Your objective: Filter out all lines without the word "point" from the data below, please, and copy the rest.

Start of Source data

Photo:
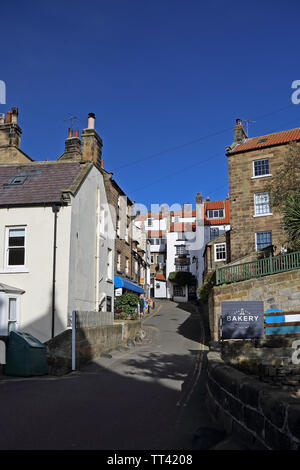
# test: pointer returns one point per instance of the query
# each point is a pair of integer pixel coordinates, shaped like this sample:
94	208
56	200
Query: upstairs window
262	203
261	167
215	214
220	252
214	232
263	239
118	261
15	247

End of Source data

Your solution:
# test: pointer returns one point per instance of the query
# each point is a pair of integer pixel coordinates, shaped like this sample:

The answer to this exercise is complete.